> [Requirements]:
Reproduce each of the records below verbatim, line for line, changing nothing.

> [Extracted records]:
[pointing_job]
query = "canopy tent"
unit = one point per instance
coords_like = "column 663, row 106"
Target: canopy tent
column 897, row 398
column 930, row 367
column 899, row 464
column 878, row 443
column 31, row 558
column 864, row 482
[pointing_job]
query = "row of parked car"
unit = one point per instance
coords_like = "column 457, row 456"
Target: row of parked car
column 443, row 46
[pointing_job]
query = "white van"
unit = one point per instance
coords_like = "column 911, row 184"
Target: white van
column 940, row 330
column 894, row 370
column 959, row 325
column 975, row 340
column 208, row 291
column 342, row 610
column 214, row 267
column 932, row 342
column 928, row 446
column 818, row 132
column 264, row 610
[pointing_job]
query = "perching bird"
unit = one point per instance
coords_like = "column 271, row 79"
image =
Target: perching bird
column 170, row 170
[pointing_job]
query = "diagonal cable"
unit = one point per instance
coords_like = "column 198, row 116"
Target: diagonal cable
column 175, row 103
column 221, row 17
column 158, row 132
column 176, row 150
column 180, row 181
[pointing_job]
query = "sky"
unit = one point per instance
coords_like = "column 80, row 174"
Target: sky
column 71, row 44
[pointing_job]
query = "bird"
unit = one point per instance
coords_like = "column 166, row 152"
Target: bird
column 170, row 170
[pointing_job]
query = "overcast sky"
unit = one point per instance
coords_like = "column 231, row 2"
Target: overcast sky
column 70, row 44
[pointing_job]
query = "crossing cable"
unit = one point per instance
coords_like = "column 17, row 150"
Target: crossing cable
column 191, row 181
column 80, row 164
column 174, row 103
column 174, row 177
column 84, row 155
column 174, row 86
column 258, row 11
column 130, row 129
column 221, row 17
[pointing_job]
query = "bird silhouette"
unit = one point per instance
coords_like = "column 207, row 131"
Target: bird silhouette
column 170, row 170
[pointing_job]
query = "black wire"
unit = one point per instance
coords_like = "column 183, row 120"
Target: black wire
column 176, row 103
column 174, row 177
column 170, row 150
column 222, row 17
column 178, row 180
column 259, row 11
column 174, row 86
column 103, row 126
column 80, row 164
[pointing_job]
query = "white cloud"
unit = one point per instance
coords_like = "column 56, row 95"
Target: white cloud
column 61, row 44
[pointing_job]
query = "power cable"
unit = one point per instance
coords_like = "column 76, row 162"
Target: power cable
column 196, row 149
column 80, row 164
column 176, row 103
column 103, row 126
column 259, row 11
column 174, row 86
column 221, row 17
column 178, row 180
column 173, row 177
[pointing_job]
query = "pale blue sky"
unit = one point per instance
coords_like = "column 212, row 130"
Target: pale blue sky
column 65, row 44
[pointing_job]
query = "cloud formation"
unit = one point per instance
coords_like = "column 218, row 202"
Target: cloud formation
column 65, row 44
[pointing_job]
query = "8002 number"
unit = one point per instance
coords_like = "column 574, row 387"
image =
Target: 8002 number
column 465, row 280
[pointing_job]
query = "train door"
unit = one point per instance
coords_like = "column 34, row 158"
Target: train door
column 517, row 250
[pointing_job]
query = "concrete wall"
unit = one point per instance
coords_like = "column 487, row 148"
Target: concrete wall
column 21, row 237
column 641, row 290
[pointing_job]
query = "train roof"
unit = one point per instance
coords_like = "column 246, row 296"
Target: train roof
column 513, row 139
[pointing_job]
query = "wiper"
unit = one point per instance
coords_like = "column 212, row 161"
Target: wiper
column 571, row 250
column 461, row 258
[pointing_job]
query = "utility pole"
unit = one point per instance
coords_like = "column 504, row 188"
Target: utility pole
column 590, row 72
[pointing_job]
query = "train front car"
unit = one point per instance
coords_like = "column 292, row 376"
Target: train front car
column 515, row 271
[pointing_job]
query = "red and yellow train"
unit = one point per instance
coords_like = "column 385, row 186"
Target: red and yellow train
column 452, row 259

> [Written reply]:
[pointing_job]
query = "canopy tent"
unit = one point per instance
coords_like = "column 663, row 106"
Target: canopy tent
column 897, row 398
column 930, row 367
column 899, row 464
column 878, row 443
column 31, row 558
column 864, row 482
[pointing_job]
query = "row of parked car"
unit = one point per instance
coords_like = "column 457, row 456"
Target: row of parked car
column 443, row 46
[pointing_job]
query = "white van"
unit = one point per instance
coords_like = "column 911, row 184"
Target: white van
column 940, row 330
column 894, row 370
column 959, row 325
column 975, row 340
column 208, row 291
column 342, row 610
column 214, row 267
column 932, row 342
column 928, row 446
column 818, row 132
column 264, row 610
[pointing_job]
query = "perching bird"
unit = one point per instance
coords_like = "column 271, row 79"
image =
Target: perching bird
column 170, row 170
[pointing_job]
query = "diagonal cable"
unit = one point per instance
coords_like = "column 198, row 116"
Target: diagonal cable
column 175, row 103
column 221, row 17
column 158, row 132
column 176, row 150
column 180, row 181
[pointing_job]
query = "sky"
unit = one point per instance
coords_like = "column 80, row 174"
Target: sky
column 71, row 44
[pointing_job]
query = "bird"
unit = one point per instance
coords_like = "column 166, row 152"
Target: bird
column 170, row 170
[pointing_job]
query = "overcast sky"
unit = one point per instance
coords_like = "column 231, row 2"
Target: overcast sky
column 70, row 44
[pointing_job]
query = "crossing cable"
unit = one point per instance
coords_like = "column 17, row 150"
Target: crossing cable
column 191, row 181
column 80, row 164
column 174, row 103
column 174, row 177
column 84, row 155
column 174, row 86
column 258, row 11
column 130, row 129
column 221, row 17
[pointing_job]
query = "bird silhouette"
unit = one point per instance
coords_like = "column 207, row 131"
Target: bird silhouette
column 170, row 170
[pointing_job]
query = "black wire"
unit = one point per instance
coords_like = "column 183, row 120"
Target: black wire
column 176, row 103
column 174, row 177
column 170, row 150
column 222, row 17
column 178, row 180
column 259, row 11
column 174, row 86
column 103, row 126
column 80, row 164
[pointing_job]
query = "white cloud"
unit = one point per instance
coords_like = "column 56, row 95"
Target: white cloud
column 61, row 44
[pointing_job]
query = "power cable"
unit = one point per instance
coords_like = "column 76, row 162"
Target: power cable
column 196, row 149
column 80, row 164
column 176, row 103
column 103, row 126
column 259, row 11
column 174, row 86
column 221, row 17
column 178, row 180
column 173, row 177
[pointing_job]
query = "pale blue sky"
unit = one point per instance
coords_like = "column 212, row 130"
Target: pale blue sky
column 65, row 44
[pointing_job]
query = "cloud formation"
unit = one point per instance
coords_like = "column 218, row 202"
Target: cloud formation
column 65, row 44
[pointing_job]
query = "8002 number"
unit = one point per instance
coords_like = "column 574, row 387"
image =
Target: 8002 number
column 465, row 280
[pointing_job]
query = "train door"
unit = one point per instance
coords_like = "column 34, row 158"
Target: train door
column 517, row 250
[pointing_job]
query = "concrete wall"
unit = one point per instance
coords_like = "column 487, row 148"
Target: concrete wall
column 21, row 237
column 641, row 290
[pointing_job]
query = "train roof"
unit = one point per instance
coords_like = "column 246, row 296"
Target: train roof
column 513, row 139
[pointing_job]
query = "wiper"
unit = one point per instance
coords_like = "column 212, row 161"
Target: wiper
column 571, row 250
column 461, row 258
[pointing_job]
query = "utility pole"
unit = one point per instance
coords_like = "column 504, row 188"
Target: utility pole
column 590, row 72
[pointing_job]
query = "train front car"
unit = one point per instance
coords_like = "column 292, row 376"
Target: train front car
column 515, row 271
[pointing_job]
query = "red and yellow train"
unit = one point per instance
coords_like = "column 385, row 186"
Target: red and yellow train
column 452, row 259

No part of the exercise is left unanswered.